Problem description
Copy the rows below word for word, starting with the line that contains "Mark every instance of the glowing" and continuing through the last line of the rows, including both of those lines.

Material for the task
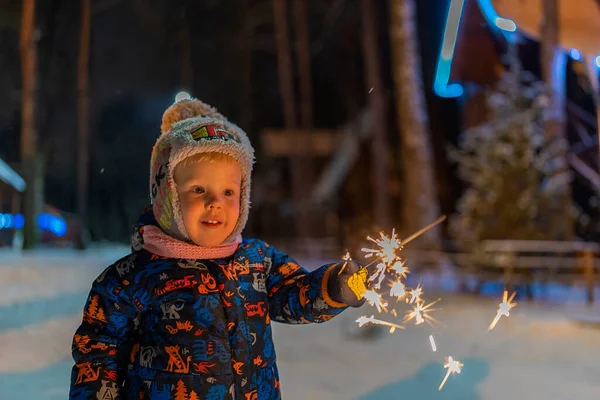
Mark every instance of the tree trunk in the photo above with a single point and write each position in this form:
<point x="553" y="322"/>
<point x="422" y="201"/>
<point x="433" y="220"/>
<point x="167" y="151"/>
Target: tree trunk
<point x="378" y="125"/>
<point x="286" y="87"/>
<point x="30" y="157"/>
<point x="245" y="55"/>
<point x="420" y="202"/>
<point x="83" y="151"/>
<point x="554" y="63"/>
<point x="304" y="70"/>
<point x="187" y="69"/>
<point x="593" y="76"/>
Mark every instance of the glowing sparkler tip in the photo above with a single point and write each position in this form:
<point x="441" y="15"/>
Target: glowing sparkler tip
<point x="503" y="308"/>
<point x="432" y="342"/>
<point x="453" y="366"/>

Solution
Mark every instance of the glowing sparkler tip in the photo above with a single point and write each position in this form:
<point x="441" y="15"/>
Target: glowing sparkler tip
<point x="503" y="308"/>
<point x="432" y="342"/>
<point x="453" y="366"/>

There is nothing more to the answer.